╭──
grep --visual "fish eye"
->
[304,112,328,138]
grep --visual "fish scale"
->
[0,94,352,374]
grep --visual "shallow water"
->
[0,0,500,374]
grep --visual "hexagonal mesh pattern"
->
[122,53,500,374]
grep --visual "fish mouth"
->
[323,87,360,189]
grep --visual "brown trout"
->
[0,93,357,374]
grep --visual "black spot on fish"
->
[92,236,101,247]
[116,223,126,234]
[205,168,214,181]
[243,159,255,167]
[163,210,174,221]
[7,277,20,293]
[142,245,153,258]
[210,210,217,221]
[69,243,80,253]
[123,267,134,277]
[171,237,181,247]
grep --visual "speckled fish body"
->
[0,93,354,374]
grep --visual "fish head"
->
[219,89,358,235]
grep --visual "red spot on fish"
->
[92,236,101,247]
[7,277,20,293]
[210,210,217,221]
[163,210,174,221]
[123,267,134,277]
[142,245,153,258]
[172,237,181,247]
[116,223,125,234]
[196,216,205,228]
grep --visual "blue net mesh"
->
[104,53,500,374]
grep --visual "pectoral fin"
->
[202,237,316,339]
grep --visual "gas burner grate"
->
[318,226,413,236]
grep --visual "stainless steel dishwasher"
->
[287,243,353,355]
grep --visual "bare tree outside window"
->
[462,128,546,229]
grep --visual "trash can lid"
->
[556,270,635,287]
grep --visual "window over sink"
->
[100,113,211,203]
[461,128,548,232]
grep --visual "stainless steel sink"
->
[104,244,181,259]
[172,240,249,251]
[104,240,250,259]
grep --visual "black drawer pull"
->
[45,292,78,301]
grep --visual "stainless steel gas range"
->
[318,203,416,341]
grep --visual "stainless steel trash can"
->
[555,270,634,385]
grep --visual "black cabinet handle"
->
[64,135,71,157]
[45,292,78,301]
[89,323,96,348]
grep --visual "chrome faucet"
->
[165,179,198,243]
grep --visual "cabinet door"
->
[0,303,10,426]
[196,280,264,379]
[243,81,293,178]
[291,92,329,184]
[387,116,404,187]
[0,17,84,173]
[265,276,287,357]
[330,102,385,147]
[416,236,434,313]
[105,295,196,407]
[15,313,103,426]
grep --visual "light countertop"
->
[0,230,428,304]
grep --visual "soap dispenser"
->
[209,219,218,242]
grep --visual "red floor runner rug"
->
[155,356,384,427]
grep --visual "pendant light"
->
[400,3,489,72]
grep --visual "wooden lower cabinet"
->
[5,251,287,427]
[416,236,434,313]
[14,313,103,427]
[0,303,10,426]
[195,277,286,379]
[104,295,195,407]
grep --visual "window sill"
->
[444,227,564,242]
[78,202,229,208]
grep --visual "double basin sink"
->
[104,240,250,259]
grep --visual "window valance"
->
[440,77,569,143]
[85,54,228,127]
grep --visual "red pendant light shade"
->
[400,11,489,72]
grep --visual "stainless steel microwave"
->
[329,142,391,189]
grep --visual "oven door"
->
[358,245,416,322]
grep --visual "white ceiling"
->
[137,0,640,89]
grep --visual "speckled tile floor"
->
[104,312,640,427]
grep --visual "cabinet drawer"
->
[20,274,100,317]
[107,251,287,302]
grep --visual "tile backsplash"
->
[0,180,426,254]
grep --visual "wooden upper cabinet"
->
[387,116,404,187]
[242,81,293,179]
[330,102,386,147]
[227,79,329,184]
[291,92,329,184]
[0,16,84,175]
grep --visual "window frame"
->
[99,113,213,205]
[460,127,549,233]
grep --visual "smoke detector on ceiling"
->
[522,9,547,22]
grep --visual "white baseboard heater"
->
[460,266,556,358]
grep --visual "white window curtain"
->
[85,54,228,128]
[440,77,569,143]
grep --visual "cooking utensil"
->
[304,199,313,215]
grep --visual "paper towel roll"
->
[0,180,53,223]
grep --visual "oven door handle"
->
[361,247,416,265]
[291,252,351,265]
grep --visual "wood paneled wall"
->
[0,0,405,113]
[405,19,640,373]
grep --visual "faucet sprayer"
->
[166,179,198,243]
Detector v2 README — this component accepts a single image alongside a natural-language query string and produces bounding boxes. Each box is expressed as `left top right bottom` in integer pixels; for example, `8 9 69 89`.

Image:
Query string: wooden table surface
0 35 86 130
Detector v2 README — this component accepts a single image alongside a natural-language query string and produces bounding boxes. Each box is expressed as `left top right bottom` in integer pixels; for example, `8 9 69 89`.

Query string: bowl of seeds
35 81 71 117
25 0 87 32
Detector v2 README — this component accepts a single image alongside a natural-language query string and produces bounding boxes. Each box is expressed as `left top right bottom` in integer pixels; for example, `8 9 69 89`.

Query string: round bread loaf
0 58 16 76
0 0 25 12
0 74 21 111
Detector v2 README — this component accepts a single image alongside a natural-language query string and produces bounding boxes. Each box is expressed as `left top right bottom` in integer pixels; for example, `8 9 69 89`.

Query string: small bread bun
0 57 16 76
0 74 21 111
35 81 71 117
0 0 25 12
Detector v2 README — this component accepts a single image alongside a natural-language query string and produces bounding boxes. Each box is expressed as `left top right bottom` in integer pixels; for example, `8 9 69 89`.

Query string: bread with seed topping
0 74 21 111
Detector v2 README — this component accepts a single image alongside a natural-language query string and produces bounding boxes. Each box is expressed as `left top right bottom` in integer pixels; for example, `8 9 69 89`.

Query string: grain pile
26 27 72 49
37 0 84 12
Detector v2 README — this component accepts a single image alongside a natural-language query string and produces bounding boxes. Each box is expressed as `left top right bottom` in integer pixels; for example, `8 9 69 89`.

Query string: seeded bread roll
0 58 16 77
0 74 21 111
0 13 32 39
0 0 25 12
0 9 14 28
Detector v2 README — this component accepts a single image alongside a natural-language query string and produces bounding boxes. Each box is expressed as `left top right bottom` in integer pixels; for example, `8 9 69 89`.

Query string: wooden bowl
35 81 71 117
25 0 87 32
╰──
**What needs to be done:** Extract every line of the entries above that contains the string "white", matching case exactly.

**Complete response:**
grep --visual "white ceiling"
grep --visual "white baseboard heater"
grep --visual "white window curtain"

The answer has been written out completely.